### Required task A
Condense the paragraph of the KV cache documentation beginning "Key/value caches for autoregressive self-attention" into a short bulleted list that preserves its main facts.
### Required task B
In the KV cache documentation, copy the text from "keys (Array) –" up to and including "of valid positions." with no changes.

### Reading passage
┄┄┄┄┄┄┄┄┄┄
KV cache

KV cache#

Key/value caches for autoregressive self-attention. Buffers are post-RoPE and in KV-head layout. Cross-attention caching is not supported.

`KVLayerCache`(keys, values, length)	KV cache buffers for one attention layer.
`init_kv_layer_cache`(batch_size, ...)	Creates a zero-filled `KVLayerCache`.
`update_kv_layer_cache`(cache, keys_new, ...)	Writes new keys/values into `cache` at `[start, start + chunk)`.
`init_decoder_kv_caches`(*, num_layers, ...)	Creates one empty `KVLayerCache` per layer.
`init_decoder_kv_caches_from_config`(config, ...)	Builds per-layer KV caches from a `TransformerConfig`.

Per-layer cache#

class attnax.KVLayerCache(keys, values, length)[source]#

Bases: object

KV cache buffers for one attention layer.

Stores keys and values after RoPE rotation in KV-head layout (num_kv_heads).

Parameters:

keys (Array) – Cached keys of shape (batch, num_kv_heads, max_len, head_dim).
values (Array) – Cached values of the same shape as keys.
length (Array) – int32 scalar number of valid positions.

property max_len: int#: Maximum number of tokens the cache can hold.

attnax.init_kv_layer_cache(batch_size, num_kv_heads, head_dim, max_len, dtype)[source]#

Creates a zero-filled KVLayerCache.

Parameters:

batch_size (int) – Batch dimension.
num_kv_heads (int) – Number of KV heads.
head_dim (int) – Per-head feature dimensionality.
max_len (int) – Maximum sequence length.
dtype (dtype) – Buffer dtype.

Returns:

KVLayerCache with zero buffers and length = 0.

Return type:

KVLayerCache

attnax.update_kv_layer_cache(cache, keys_new, values_new, start)[source]#

Writes new keys/values into cache at [start, start + chunk).

Parameters:

cache (KVLayerCache) – Existing KVLayerCache.
keys_new (Array) – Keys of shape (batch, num_kv_heads, chunk, head_dim).
values_new (Array) – Values of the same shape as keys_new.
┄┄┄┄┄┄┄┄┄┄
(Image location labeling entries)

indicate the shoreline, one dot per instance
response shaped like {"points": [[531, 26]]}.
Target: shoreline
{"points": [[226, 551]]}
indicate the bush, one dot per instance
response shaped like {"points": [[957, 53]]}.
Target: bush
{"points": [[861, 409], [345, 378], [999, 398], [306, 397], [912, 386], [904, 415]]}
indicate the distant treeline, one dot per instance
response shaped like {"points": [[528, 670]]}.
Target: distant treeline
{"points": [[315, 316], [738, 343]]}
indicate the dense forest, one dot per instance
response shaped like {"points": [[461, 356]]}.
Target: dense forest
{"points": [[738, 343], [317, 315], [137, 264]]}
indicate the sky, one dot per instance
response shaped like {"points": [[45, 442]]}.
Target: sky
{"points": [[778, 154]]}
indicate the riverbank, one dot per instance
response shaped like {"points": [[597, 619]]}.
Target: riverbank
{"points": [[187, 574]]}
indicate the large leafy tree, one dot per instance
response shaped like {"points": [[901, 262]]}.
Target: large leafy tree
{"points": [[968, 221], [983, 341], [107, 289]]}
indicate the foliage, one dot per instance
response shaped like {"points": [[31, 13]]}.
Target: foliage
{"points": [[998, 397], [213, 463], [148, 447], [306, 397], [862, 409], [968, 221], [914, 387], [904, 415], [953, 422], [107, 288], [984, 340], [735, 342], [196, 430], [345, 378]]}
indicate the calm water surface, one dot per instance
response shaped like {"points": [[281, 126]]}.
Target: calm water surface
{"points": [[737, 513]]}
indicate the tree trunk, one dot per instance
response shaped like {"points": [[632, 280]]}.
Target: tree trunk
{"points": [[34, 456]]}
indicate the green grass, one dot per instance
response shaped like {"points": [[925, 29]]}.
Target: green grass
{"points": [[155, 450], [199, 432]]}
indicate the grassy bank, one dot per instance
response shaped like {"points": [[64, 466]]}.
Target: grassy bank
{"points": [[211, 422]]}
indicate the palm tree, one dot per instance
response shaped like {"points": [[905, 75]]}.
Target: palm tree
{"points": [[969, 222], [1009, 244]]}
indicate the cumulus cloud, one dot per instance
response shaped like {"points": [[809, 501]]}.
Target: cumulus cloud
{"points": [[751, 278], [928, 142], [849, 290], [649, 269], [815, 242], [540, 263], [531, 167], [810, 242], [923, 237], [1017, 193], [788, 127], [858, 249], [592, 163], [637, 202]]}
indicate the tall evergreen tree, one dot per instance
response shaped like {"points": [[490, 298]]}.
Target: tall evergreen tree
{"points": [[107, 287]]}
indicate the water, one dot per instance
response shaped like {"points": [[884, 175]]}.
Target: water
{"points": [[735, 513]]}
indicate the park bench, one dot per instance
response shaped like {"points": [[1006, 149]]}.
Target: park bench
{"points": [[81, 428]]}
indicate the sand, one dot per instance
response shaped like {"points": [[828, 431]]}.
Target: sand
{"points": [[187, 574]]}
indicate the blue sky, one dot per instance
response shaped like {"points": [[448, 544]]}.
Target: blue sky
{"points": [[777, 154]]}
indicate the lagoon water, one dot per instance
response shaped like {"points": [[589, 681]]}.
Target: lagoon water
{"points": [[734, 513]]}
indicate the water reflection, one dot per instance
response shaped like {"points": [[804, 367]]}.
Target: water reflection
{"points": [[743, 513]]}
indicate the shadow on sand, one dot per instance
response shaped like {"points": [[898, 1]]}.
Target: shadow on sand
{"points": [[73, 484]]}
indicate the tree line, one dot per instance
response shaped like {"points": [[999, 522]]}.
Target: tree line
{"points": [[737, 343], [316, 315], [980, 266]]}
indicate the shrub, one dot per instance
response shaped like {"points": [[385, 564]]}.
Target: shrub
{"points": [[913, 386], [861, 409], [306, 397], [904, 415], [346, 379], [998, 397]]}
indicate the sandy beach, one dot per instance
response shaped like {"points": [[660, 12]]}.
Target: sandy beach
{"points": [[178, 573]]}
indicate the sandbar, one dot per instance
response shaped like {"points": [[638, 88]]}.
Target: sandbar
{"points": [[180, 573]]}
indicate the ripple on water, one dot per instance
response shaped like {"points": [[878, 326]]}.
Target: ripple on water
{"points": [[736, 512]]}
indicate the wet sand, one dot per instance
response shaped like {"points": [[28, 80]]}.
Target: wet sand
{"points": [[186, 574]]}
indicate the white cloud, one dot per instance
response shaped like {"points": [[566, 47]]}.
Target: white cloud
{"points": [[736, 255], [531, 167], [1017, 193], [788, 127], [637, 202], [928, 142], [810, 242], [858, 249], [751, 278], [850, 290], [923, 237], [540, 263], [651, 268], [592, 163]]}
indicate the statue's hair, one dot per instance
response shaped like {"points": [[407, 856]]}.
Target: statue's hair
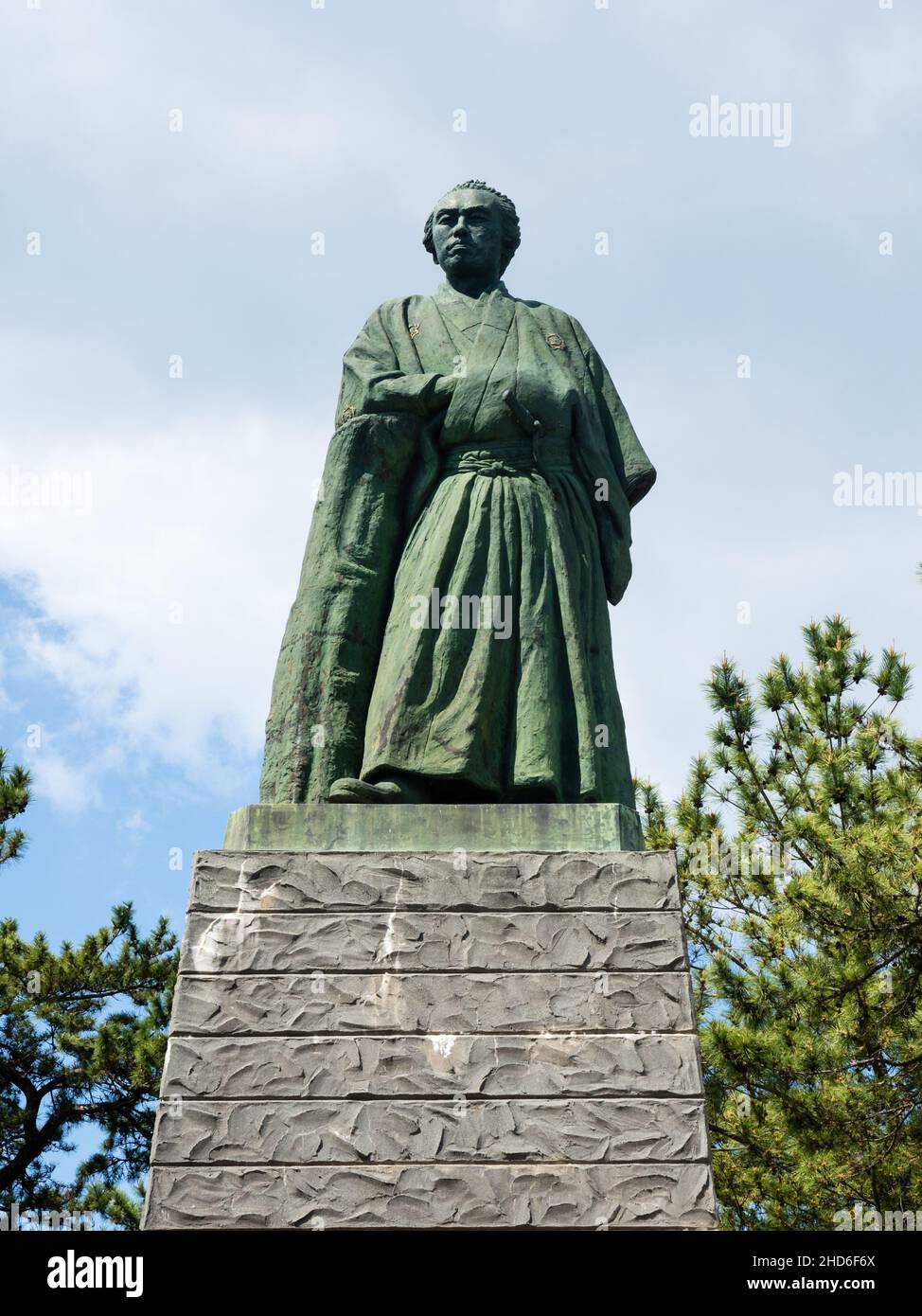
{"points": [[512, 235]]}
┄┄┄┄┄┄┄┄┄┄
### Full response A
- Caches keys and values for autoregressive self-attention
- Buffers are stored post-RoPE, in KV-head layout
- Cross-attention caching is not supported

### Full response B
keys (Array) – Cached keys of shape (batch, num_kv_heads, max_len, head_dim).
values (Array) – Cached values of the same shape as keys.
length (Array) – int32 scalar number of valid positions.